#### Page excerpt ####

For SF&Fantasy we see reps- such as Orion (who give me nice new proofs- like the next Stephen Donaldson, yay). They then go through a list of new titles and we choose what we want based on hardback sales, predicted sales and the author etc. We also have huge new titles lists to see whats being published and is upcoming. It's difficult to represent everything but its definately one of the bigger selling sections - next to general fiction and childrens. 

I've noticed that a large part of fantasy is coming from children orientated markets-such as _His Dark Materials, Abhorsen _and _the edge chronicles_. I think these series are breathing a new life into the genre and encouraging far more readers than before. 

It's not good on the wallet (or my maxed out student overdraft) to work in a bookshop.  Ban internet bookshops!


----------



## Bladerunner (Sep 11, 2004)

Waterstones, Smiths etc

Having been into SF/F for some thirty odd years, I personally believe that the situation at present is better than it has ever been. We as the buying public have more choice today, whether we want to go and be pushed around down the high street or sit in comfort and order of one of the many sites.

I would have to admit that I'm fairly lucky as I find myself in a number of towns: Stafford, Potteries, Telford, Burton, Tamworth, etc during the week. I usually manage to make time and have a ganders round the book shops. Although I would agree there is alot more they could do to appeal to our market, at least most of the outlets do give our favourite arena some space. I myself, usually get into Waterstones finding them the better.

#### Information provided ####

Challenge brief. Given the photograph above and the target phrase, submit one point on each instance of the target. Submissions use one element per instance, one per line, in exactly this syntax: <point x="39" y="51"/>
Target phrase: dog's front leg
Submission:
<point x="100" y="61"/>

####

→ **Stated goal 1**
Decide whether each statement agrees with the bookshop thread: (a) the bookseller picks new titles partly on the basis of hardback sales; (b) Bladerunner thinks the situation for SF/F is worse now than ever before; (c) Bladerunner usually goes into Smiths, finding them the better. For each, answer yes or no and quote the deciding words of the bookshop thread.
→ **Stated goal 2**
Reproduce the passage of the bookshop thread starting with "For SF&Fantasy we" and going on through "readers than before.".

→ **Correct answer 1**
(a) Yes: "we choose what we want based on hardback sales, predicted sales and the author etc."
(b) No: "I personally believe that the situation at present is better than it has ever been."
(c) No: "I myself, usually get into Waterstones finding them the better."

→ **Correct answer 2**
For SF&Fantasy we see reps- such as Orion (who give me nice new proofs- like the next Stephen Donaldson, yay). They then go through a list of new titles and we choose what we want based on hardback sales, predicted sales and the author etc. We also have huge new titles lists to see whats being published and is upcoming. It's difficult to represent everything but its definately one of the bigger selling sections - next to general fiction and childrens. 

I've noticed that a large part of fantasy is coming from children orientated markets-such as _His Dark Materials, Abhorsen _and _the edge chronicles_. I think these series are breathing a new life into the genre and encouraging far more readers than before.